PROVIDED ENTRIES:
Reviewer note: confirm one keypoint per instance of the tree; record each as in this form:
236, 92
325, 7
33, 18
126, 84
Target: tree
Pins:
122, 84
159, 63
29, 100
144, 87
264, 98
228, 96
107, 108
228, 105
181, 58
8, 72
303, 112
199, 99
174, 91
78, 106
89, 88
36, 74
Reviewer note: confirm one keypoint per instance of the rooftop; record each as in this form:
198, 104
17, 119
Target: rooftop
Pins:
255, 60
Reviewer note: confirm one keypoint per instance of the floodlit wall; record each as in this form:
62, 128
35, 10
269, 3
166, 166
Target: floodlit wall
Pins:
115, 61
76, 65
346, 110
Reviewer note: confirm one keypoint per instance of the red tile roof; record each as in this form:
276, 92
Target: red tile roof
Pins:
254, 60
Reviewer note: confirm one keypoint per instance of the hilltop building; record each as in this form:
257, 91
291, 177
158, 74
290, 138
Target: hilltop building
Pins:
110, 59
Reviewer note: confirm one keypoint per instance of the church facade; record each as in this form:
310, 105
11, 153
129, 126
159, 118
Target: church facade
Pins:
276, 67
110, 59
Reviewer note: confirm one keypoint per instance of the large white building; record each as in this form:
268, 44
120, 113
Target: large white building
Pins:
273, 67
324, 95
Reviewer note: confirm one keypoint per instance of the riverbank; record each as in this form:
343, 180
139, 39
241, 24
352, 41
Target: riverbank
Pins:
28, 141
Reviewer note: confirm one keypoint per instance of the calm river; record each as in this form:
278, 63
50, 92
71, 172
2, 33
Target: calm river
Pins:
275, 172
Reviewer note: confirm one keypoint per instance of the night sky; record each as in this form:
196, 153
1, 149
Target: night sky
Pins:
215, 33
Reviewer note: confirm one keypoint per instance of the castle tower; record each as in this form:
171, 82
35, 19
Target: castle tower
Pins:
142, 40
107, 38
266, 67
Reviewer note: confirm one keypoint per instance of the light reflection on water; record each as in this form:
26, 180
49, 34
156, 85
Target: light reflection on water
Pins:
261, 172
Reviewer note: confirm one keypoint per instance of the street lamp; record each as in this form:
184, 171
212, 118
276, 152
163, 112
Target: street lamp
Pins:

ACTION ITEM: Quote all of the entries verbatim.

RESPONSE AREA:
Reviewer note: confirm one keypoint per instance of the tree; record each as in this form:
236, 92
325, 7
33, 18
126, 84
Target: tree
Pins:
122, 84
159, 63
29, 100
144, 87
264, 98
228, 96
107, 108
228, 105
181, 58
8, 72
303, 112
199, 99
174, 91
78, 106
89, 88
36, 74
Reviewer note: confirm one keypoint per instance of the rooftop; record each as in this form:
198, 104
17, 119
Target: rooftop
Pins:
255, 60
Reviewer note: confirm one keypoint per instance of the floodlit wall; record each as in this form:
62, 128
35, 10
269, 3
166, 166
Target: floodlit wall
Pins:
115, 61
76, 65
346, 110
Reviewer note: confirm one keypoint per instance of the red tile roof; record each as in this form:
276, 92
Target: red tile roof
Pins:
254, 60
Reviewer note: confirm one keypoint per instance of the hilltop building; record each as in this form:
257, 91
291, 177
158, 74
290, 138
Target: hilltop building
Pins:
110, 59
Reviewer note: confirm one keypoint per instance of the church facade; record each as in this form:
310, 105
11, 153
129, 126
159, 118
Target: church facade
Pins:
276, 67
110, 59
Reviewer note: confirm one keypoint per instance of the large white building; record each as in this form:
268, 44
120, 113
Target: large white building
Pins:
273, 67
324, 95
Reviewer note: confirm one keypoint per instance of the riverbank; record each as in this form:
343, 180
139, 39
241, 24
352, 41
Target: riverbank
Pins:
28, 141
Reviewer note: confirm one keypoint per instance of the calm river; record each as in this form:
278, 63
50, 92
71, 172
2, 33
Target: calm river
Pins:
275, 172
Reviewer note: confirm one keypoint per instance of the night sky; record each as in this form:
196, 153
1, 149
Target: night sky
Pins:
215, 33
Reviewer note: confirm one keypoint per instance of the castle tower; record each as in this form:
171, 82
35, 19
Target: castle tower
Pins:
142, 40
107, 38
266, 67
Reviewer note: confirm one keypoint per instance of the light reflection on water; record each as in this form:
26, 180
49, 34
156, 85
Target: light reflection on water
Pins:
261, 172
Reviewer note: confirm one keypoint per instance of the street lamp; record each as in this form:
184, 171
212, 118
276, 152
163, 112
Target: street lamp
Pins:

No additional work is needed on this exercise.